Text block Start Marker
14 June, 2023
The European Respiratory Society (ERS) and the International Society for Environmental Epidemiology (ISEE) have called for urgent action to restrict the health impact of climate change, in the wake of the Canada wildfires which left more than 30 million people in North America facing unprecedented exposure to record levels of air pollution.
Immediate climate change mitigation action to restrict the global mean temperature rise to 2.0°C or 1.5°C above pre-industrial levels could in turn prevent 60% or 80% of the projected increase in wildfire exposure and save lives worldwide from the devastating impact of wildfires.
ERS and ISEE also reiterated their call for ambitious health-based air pollution policies, aligned with World Health Organization (WHO) 2021 Air Quality Guidelines, policies which would also reduce the direct health burden from air pollution and indirect health impact from climate change.
While the health effects of wildfire smoke are less studied, epidemiological studies showed that exposure to wildfire particulate matter increased the risk of all-cause, cardiovascular, and respiratory mortality.
Text block End Marker
Data shown Start Marker
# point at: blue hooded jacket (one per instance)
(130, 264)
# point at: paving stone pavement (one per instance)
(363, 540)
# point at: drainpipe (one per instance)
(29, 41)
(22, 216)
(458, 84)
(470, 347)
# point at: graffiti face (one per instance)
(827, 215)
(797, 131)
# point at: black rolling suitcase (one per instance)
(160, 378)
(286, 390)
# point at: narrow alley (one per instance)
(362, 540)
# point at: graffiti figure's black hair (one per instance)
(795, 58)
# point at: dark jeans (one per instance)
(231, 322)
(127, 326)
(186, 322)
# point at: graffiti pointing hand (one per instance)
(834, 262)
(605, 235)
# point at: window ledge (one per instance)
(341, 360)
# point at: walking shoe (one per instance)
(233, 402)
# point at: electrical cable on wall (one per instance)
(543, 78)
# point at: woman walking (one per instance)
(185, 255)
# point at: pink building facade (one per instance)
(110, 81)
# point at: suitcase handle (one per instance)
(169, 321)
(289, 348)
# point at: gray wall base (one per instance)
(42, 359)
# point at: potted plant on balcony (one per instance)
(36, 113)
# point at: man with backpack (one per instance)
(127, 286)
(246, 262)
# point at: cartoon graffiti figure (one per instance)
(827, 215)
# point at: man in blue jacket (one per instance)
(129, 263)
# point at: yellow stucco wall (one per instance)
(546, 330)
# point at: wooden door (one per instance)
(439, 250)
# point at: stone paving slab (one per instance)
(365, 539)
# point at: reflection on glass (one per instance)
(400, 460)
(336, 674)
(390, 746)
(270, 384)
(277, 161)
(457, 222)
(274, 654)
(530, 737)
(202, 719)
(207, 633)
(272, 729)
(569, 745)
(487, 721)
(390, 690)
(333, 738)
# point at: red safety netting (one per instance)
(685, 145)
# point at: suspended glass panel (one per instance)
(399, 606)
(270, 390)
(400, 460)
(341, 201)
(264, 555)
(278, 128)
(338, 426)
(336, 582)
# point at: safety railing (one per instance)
Data shown End Marker
# [Exercise brief]
Extend the article above on the ERS and ISEE call for climate action after the Canada wildfires, starting after its last sentence.

# [Answer]
Among the key facts and figures outlined in a statement by ERS and ISEE are:
- Air pollution is the fourth leading risk factor for premature mortality, after hypertension, tobacco smoking and poor diet
- Wildfire smoke is a complex mixture of particulate matter and gaseous pollutants that can travel thousands of miles
- Exposure to wildfire smoke may impair lung function and increase the risk for related respiratory events such as hospitalisations, emergency department visits, physician visits, and medication use for asthma, chronic obstructive pulmonary disease and respiratory infection
- A growing number of studies indicate that wildfire smoke exposure may also increase the risk of adverse birth outcomes
- Certain populations may be at greater risk of experiencing a health effect due to wildfire smoke, such as people with pre-existing asthma and other respiratory or cardiovascular diseases, children, pregnant women, older adults, people of low socio-economic status, and outdoor workers
- Canada’s current unprecedented wildfire season has burned nearly 10 million acres of forest and displaced more than 20,000 people from their homes
- While it is still too soon to grasp and estimate the full health effects of the current wildfires in Canada on the populations in Canada and USA, the scale of this underlines the close and delicate link between climate change, air pollution and health, which demands urgent joint actions and solutions
The Canada/USA air pollution episode also comes as the ongoing Bonn Climate Change Conference (SB58) aims to prepare decisions for adoption at COP28 in the United Arab Emirates in December, and with the impending EU parliamentary vote on air quality directives.
ERS President, Carlos Robalo Cordeiro, who had family in New York during the recent air pollution episode, said: “Like billions of people around the world, I have watched in horror during the last week as the forest fires in Canada and their disastrous health impacts have unfolded.
“Air pollution levels in North America reached unprecedented levels in some of the world’s most densely populated cities. As apocalyptic pictures of New York’s skyline engulfed in thick smog make headlines around the world, it is clear that the time for action is now.
“Around 97 percent of Europeans are exposed to harmful levels of air pollution and the health impact seen as a result of the terrible forest fires in North America further underlines the importance of immediate and decisive climate change mitigation action, and to implement ambitious health-based air pollution policies, aligned with the WHO’s 2021 Air Quality Guidelines, to reduce the related direct health burden from air pollution, and indirect health impact from climate change.”